### Selected excerpt
··········

Flux-integrated maps of JVLA NH3 lines from (1,1) to (7,7) in G35.20-0.74 N. Upper row: From left to right are NH3 (1,1) to (3,3) shown in the same color bar. Ellipses in the bottom-right corner are synthesized beams of each line image. Contours show the 3σ level of each line-integrated map. Lower row: Similar to the upper row but for lines from (4,4) to (7,7), with a different color bar.

Table 1

Physical parameters of the ALMA cores.

4 NH3 fitting results

4.1 NH3 fitting

We use the Python-based PySpecKit package (Ginsburg & Mirocha 2011) to simultaneously fit the NH3 (1,1) to (7,7) lines. The algorithm models the NH3 lines simultaneously using six fitting parameters, including excitation temperature (Tex), kinetic temperature (Tk), column density, ortho/para ratio (OPR), centroid velocity (VLSR), and velocity dispersion We do not use the cold-ammonia model presented in Lee et al. (2012) because of the relatively high temperature which is more than 50 K (in Fig. 3) toward the center of G35.20.

··········

### Listed records

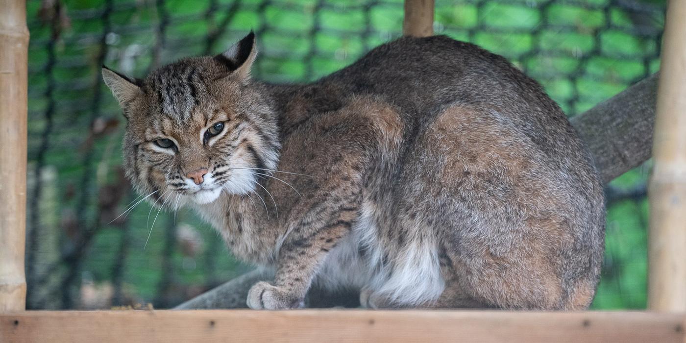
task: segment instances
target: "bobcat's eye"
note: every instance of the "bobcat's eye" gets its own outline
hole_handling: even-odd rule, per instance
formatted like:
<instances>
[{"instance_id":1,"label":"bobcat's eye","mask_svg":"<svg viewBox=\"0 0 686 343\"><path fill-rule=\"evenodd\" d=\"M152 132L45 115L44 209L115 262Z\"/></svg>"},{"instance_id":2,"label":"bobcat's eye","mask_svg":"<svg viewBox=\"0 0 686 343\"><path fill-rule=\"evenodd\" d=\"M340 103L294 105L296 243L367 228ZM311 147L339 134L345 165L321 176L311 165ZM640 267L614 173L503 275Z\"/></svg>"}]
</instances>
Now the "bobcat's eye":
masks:
<instances>
[{"instance_id":1,"label":"bobcat's eye","mask_svg":"<svg viewBox=\"0 0 686 343\"><path fill-rule=\"evenodd\" d=\"M160 147L164 148L169 148L174 146L174 142L171 139L167 139L166 138L155 141L155 144L157 144L157 146Z\"/></svg>"},{"instance_id":2,"label":"bobcat's eye","mask_svg":"<svg viewBox=\"0 0 686 343\"><path fill-rule=\"evenodd\" d=\"M210 138L213 137L220 133L224 130L224 123L220 121L218 123L215 123L214 125L210 126L209 128L205 131L205 134L203 135L202 141L203 143L207 144L207 141L210 140Z\"/></svg>"},{"instance_id":3,"label":"bobcat's eye","mask_svg":"<svg viewBox=\"0 0 686 343\"><path fill-rule=\"evenodd\" d=\"M219 123L215 123L214 125L210 126L210 128L207 129L207 133L210 134L210 136L216 136L222 133L222 130L224 130L224 123L220 121Z\"/></svg>"}]
</instances>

··········

### Objectives
1. Copy the G35.20 ammonia text from "Flux-integrated maps of" to "the ALMA cores.", swapping "color bar" for "color scale".
2. List the fitting parameters that the G35.20 ammonia text says the algorithm uses to model the NH3 lines.

### In response
1.
Flux-integrated maps of JVLA NH3 lines from (1,1) to (7,7) in G35.20-0.74 N. Upper row: From left to right are NH3 (1,1) to (3,3) shown in the same color scale. Ellipses in the bottom-right corner are synthesized beams of each line image. Contours show the 3σ level of each line-integrated map. Lower row: Similar to the upper row but for lines from (4,4) to (7,7), with a different color scale.

Table 1

Physical parameters of the ALMA cores.

2.
- Excitation temperature (Tex)
- Kinetic temperature (Tk)
- Column density
- Ortho/para ratio (OPR)
- Centroid velocity (VLSR)
- Velocity dispersion